[Extracted information Boundary: Start]

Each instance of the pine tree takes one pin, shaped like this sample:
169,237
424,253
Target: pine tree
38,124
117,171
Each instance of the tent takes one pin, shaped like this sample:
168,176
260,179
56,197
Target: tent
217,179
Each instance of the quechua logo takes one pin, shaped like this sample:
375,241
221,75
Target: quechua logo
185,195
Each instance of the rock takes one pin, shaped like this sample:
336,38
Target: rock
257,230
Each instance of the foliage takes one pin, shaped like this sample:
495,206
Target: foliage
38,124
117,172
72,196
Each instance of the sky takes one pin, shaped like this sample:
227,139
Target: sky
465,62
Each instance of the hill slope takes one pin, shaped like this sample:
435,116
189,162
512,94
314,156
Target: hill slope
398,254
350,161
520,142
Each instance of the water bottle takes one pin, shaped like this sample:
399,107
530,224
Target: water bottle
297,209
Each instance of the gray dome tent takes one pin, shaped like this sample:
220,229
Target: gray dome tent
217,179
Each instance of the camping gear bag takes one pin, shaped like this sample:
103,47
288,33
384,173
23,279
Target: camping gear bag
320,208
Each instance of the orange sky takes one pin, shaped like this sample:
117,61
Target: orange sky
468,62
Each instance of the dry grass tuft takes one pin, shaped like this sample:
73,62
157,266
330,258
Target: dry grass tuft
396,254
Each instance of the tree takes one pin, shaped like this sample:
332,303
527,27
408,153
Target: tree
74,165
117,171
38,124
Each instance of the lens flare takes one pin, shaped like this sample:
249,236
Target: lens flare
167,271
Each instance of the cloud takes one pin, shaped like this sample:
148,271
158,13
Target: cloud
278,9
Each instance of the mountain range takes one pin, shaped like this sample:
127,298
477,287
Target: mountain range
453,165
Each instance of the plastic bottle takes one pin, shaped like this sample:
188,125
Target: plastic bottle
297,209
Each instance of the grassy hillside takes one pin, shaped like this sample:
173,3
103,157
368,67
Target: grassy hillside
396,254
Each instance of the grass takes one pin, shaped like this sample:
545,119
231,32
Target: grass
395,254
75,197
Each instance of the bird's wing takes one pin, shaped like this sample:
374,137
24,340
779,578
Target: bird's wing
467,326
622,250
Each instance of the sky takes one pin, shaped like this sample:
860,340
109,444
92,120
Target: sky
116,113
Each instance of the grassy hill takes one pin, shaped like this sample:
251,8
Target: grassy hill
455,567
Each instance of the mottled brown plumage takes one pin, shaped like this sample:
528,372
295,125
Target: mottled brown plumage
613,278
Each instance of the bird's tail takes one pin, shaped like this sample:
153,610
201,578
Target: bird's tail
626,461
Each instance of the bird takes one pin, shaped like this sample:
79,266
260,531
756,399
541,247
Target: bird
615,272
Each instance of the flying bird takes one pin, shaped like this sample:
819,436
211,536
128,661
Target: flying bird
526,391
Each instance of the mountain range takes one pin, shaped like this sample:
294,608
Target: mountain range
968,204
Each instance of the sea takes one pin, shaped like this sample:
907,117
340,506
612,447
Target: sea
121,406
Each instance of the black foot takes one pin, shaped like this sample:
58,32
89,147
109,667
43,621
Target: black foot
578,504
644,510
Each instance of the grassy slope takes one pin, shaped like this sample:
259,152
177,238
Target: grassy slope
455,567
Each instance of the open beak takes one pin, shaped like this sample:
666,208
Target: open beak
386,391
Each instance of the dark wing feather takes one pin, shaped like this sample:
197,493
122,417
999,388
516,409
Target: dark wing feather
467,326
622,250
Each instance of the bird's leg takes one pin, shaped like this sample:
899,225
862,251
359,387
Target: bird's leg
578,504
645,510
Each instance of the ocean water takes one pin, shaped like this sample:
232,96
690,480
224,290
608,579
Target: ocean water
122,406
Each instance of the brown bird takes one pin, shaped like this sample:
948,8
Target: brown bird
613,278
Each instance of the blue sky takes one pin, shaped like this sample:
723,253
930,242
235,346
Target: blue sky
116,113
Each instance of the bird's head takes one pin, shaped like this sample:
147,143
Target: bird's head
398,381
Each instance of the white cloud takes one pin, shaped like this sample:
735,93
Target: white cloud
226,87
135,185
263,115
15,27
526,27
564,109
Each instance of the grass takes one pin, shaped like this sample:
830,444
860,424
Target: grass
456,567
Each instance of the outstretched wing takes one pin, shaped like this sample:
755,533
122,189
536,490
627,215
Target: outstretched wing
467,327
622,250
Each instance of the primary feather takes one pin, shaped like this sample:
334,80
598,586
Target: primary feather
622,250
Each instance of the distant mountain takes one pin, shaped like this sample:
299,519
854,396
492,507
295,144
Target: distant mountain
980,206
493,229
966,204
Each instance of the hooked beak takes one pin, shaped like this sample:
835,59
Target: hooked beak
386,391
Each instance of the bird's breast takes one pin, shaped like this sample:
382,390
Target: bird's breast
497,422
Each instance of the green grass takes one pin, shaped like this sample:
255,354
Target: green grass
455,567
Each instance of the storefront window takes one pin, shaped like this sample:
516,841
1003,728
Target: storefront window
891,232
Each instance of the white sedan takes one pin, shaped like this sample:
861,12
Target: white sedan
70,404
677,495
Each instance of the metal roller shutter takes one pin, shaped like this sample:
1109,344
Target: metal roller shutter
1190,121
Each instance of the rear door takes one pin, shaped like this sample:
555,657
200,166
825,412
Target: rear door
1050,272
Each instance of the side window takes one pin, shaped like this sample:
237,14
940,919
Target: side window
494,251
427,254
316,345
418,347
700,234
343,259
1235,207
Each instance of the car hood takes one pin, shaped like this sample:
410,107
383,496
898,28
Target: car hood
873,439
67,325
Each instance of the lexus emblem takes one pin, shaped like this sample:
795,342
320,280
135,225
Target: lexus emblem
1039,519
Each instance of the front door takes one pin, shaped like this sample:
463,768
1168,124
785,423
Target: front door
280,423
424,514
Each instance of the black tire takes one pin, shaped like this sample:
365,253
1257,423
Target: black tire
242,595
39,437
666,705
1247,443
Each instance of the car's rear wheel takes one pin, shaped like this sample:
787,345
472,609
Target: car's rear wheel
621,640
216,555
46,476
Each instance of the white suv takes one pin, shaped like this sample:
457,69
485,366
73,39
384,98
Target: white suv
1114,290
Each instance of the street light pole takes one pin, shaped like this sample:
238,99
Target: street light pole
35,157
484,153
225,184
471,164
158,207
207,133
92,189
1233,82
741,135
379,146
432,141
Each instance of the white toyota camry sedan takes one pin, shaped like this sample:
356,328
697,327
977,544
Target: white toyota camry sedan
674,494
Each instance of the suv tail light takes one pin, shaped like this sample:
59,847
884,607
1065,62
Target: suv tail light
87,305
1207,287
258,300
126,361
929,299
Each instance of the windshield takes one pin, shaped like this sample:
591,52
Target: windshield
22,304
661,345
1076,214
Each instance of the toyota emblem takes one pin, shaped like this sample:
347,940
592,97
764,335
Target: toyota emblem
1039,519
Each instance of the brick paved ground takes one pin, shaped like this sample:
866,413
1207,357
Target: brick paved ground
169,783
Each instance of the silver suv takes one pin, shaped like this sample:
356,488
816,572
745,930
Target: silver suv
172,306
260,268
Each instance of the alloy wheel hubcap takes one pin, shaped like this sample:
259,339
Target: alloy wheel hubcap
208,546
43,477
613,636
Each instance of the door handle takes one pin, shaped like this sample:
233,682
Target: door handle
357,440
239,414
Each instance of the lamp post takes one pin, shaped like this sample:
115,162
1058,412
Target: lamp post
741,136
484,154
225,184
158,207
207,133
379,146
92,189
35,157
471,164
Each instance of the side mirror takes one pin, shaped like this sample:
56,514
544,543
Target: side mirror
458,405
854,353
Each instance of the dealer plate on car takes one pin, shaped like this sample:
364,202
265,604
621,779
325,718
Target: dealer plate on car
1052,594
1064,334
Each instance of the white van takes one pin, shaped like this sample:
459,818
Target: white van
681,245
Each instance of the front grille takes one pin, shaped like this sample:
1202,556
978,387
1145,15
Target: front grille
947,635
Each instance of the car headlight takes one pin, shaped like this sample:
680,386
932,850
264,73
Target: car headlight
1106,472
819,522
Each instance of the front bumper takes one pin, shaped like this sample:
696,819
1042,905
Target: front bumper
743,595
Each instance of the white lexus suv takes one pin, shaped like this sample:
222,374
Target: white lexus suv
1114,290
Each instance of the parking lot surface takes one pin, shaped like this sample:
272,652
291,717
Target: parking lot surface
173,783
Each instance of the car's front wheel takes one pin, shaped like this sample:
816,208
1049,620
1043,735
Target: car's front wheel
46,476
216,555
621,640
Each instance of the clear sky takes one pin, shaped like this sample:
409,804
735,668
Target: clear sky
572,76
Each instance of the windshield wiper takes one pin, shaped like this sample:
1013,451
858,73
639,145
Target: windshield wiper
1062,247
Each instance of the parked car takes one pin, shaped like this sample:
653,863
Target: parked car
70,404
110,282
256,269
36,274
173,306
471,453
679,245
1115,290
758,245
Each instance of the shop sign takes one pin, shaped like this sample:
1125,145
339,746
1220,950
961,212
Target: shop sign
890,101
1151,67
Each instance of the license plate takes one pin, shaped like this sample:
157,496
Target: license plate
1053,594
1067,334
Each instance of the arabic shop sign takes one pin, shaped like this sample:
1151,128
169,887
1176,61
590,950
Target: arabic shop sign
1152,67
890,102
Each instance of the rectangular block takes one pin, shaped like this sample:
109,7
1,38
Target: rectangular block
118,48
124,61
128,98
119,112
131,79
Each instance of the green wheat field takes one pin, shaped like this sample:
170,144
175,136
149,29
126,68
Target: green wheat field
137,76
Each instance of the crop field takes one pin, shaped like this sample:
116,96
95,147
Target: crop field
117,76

[Extracted information Boundary: End]

What you should do: Nothing but the lines from the one that contains "Target: parked car" through the end of the data above should appear, each reproduced exactly.

Answer space:
Target: parked car
70,404
110,282
256,269
36,274
173,306
471,453
679,245
1115,290
758,245
Each instance of the shop sign takes one pin, shaped like this sample:
1125,145
339,746
1220,950
961,212
Target: shop sign
890,101
1151,67
Each instance of the license plate takes one pin, shaped like this sample:
157,496
Target: license plate
1053,594
1067,334
Each instance of the arabic shop sign takes one pin, shaped like this sample:
1151,128
169,887
1176,61
590,950
Target: arabic shop sign
1152,67
890,102
Each instance of the rectangular block takes one pin, shaped like this sample:
109,7
1,38
Target: rectangular block
118,48
124,61
128,98
119,112
131,79
Each instance of the green wheat field takes one pin, shaped like this sample:
170,144
175,136
149,29
126,68
Target: green wheat field
137,76
Each instance of the crop field takes one pin, shaped like this sample:
116,96
95,147
Target: crop field
117,76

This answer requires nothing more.